En 1894, Ramsay repitió el experimento de Cavendish y aplicó unos instrumentos analíticos que éste no poseía. Ramsay calentó las burbujas finales de gas que no podía reaccionar, y estudió las líneas luminosas de su espectro. Las líneas más fuertes estaban en posiciones que coincidían con las de un elemento desconocido. Se trataba en consecuencia de un nuevo gas, más denso que el nitrógeno, que constituía alrededor del 1 por 100 del volumen de la atmósfera. Era químicamente inerte y no se le podía hacer reaccionar con ningún otro elemento, así que fue denominado
argón
, de la palabra griega que significa «inerte».
Fig. 18. Hoy día, la tabla periódica ordena los elementos por
su número atómico (el número de protones existentes en el núcleo)
e incluye los elementos descubiertos desde la época de Mendeleiev,
y los producidos artificialmente desde la Segunda Guerra Mundial.
El argón resultó tener un peso atómico justo por debajo de 40. Esto significaba que debía encajarse en alguna parte de la tabla periódica hacia la región de los siguientes elementos: azufre (peso atómico 32), cloro (peso atómico 35,5), potasio (peso atómico 39) y calcio (peso atómico justo por encima de 40).
Si el peso atómico del argón fuese la sola condición a tener en cuenta, el nuevo elemento debería haber ido entre el potasio y el calcio. Pero Mendeleiev había establecido el principio de que la valencia era más importante que el peso atómico (véase pág. 140). Ya que el argón no se combinaba con ningún elemento, podía decirse que tenía una valencia de 0. ¿Cómo encajar esto?

OBJETIVO
Copia, por favor, del fragmento sobre el argón el pasaje que va desde "El argón resultó" hasta "0. ¿Cómo encajar esto?".

EXTRACTO DE DATOS
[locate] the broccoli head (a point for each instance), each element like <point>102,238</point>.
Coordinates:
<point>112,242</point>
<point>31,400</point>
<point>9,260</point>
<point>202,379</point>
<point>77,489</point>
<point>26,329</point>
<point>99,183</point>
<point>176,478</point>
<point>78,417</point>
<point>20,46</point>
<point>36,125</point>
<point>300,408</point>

SOLUCIÓN
El argón resultó tener un peso atómico justo por debajo de 40. Esto significaba que debía encajarse en alguna parte de la tabla periódica hacia la región de los siguientes elementos: azufre (peso atómico 32), cloro (peso atómico 35,5), potasio (peso atómico 39) y calcio (peso atómico justo por encima de 40).
Si el peso atómico del argón fuese la sola condición a tener en cuenta, el nuevo elemento debería haber ido entre el potasio y el calcio. Pero Mendeleiev había establecido el principio de que la valencia era más importante que el peso atómico (véase pág. 140). Ya que el argón no se combinaba con ningún elemento, podía decirse que tenía una valencia de 0. ¿Cómo encajar esto?